═══ Extrait du texte ═══

26.5.24
25.5.24
La colère s’apprend aussi dans les amitiés entre filles. J’ai rarement vu plus féroce que l’amitié qui unit les petites filles et les adolescentes - ça oscille constamment entre haine et passion, et il n’y a pas de juste milieu. On nous met les unes avec les autres en nous expliquant que c’est notre tribu, notre meute, que c’est entre filles qu’on peut s’épanouir, puis on nous rappelle régulièrement qu’on sera toujours en compétition et qu’il ne peut y avoir qu’une seule gagnante dans chaque catégorie - la plus belle, la plus intelligente, la plus drôle, la plus performante -, et on nous laisse gérer les élections. J’ai grandi en écoutant les hommes ironiser à propos des relations entre filles et femmes, ressassant sans cesse le même refrain - « ça se chamaille sans arrêt, y a toujours du drame alors qu’entre potes mecs on passe à autre chose et on se tire pas dans les pattes » -, sans jamais, JAMAIS, se demander ce qui nous pousse à agir de la sorte.
Comme si on naissait prédisposées à se battre entre nous, comme si cette rivalité était innée et instinctive et que personne ne nous y avait jamais poussées. Comme si ce n’était pas cultivé méticuleusement jour après jour depuis notre plus jeune âge, comme si ça ne leur rendait pas un immense service qu’on s’entretue au lieu de se concentrer sur notre ennemi commun, le vrai : eux.
(...) Grandir en tant que fille, c’est laisser des hommes nous faire des saloperies plus ou moins poussées, plus ou moins traumatisantes, pendant des années, sans jamais pouvoir l’ouvrir. Sans jamais se rebeller. En culpabilisant de se sentir mal, en se trouvant anormale de trouver ça anormal. C’est parfois tenter une petite question, et se faire rabattre le caquet par des gens qui nous assurent que c’est comme ça que ça marche, et que si on est pas contentes, c’est tant pis pour nous. C’est encaisser jour après jour, année après année, des micro-agressions, des injonctions, des paradoxes qui rendent cinglées à force d’être retournés dans tous les sens, sans jamais rien dire. C’est s’efforcer, quand on réfléchit à tout ça seule, de trouver le courage, le moyen, la technique pour ne plus en souffrir, pour souffrir mieux, en silence, pour que ça se voit le moins possible. Pour ne pas faire peser le poids de nos manquements sur les autres, pour qu’ils ne se sentent pas coupables quand ils nous heurtent. C’est se rendre compte, au fil des années, qu’il y a vraiment un truc qui pue dans tout ça, et qu’on avait peut-être raison de trouver ça étrange, au final. Et c’est sentir cette rage monter, cuire à feu doux pendant des années, jusqu’au trop-plein, jusqu’à l’éruption, jusqu’à la crue.

═══ Entrées répertoriées ═══

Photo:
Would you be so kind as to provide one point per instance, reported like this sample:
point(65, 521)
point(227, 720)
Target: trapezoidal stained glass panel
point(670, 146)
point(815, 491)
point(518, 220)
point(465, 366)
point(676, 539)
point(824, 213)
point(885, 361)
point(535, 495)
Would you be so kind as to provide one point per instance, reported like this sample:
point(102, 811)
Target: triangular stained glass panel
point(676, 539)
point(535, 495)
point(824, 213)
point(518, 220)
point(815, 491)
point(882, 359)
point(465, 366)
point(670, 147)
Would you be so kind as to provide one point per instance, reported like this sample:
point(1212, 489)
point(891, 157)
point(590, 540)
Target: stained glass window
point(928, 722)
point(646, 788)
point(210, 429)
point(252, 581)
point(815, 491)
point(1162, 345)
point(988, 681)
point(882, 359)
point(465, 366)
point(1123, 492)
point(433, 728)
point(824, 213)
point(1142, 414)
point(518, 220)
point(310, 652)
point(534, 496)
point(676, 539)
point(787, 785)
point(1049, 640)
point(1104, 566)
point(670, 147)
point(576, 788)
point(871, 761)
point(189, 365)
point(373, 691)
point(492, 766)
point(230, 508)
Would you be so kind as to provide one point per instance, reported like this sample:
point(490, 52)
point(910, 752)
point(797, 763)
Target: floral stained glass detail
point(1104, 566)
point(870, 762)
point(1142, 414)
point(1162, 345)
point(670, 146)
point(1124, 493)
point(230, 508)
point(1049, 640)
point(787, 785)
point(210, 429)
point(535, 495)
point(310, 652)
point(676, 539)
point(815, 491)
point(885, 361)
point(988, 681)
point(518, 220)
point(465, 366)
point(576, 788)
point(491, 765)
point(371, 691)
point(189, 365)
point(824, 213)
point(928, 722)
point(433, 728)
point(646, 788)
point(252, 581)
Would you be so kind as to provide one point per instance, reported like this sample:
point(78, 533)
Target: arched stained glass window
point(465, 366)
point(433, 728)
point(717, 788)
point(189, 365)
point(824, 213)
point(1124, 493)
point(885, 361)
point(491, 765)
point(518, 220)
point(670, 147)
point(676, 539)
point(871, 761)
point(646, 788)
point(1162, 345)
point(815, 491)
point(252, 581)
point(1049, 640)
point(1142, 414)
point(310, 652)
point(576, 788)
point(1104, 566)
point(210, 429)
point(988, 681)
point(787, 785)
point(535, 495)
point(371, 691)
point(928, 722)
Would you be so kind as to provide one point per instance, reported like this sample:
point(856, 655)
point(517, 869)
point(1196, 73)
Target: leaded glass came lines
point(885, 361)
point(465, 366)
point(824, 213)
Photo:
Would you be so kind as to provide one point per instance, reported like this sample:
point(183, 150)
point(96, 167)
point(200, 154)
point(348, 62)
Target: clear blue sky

═══

### Objectifs
**1.** D'après l'extrait du texte, quelles sont les catégories dans lesquelles il ne peut y avoir qu'une seule gagnante ?
**2.** Recopiez le passage de l'extrait du texte commençant par « Comme si on » et se terminant par « vrai : eux. », en y substituant « concurrence » à « rivalité ».

### Réponses attendues
**1.** La plus belle, la plus intelligente, la plus drôle et la plus performante.

**2.**
Comme si on naissait prédisposées à se battre entre nous, comme si cette concurrence était innée et instinctive et que personne ne nous y avait jamais poussées. Comme si ce n’était pas cultivé méticuleusement jour après jour depuis notre plus jeune âge, comme si ça ne leur rendait pas un immense service qu’on s’entretue au lieu de se concentrer sur notre ennemi commun, le vrai : eux.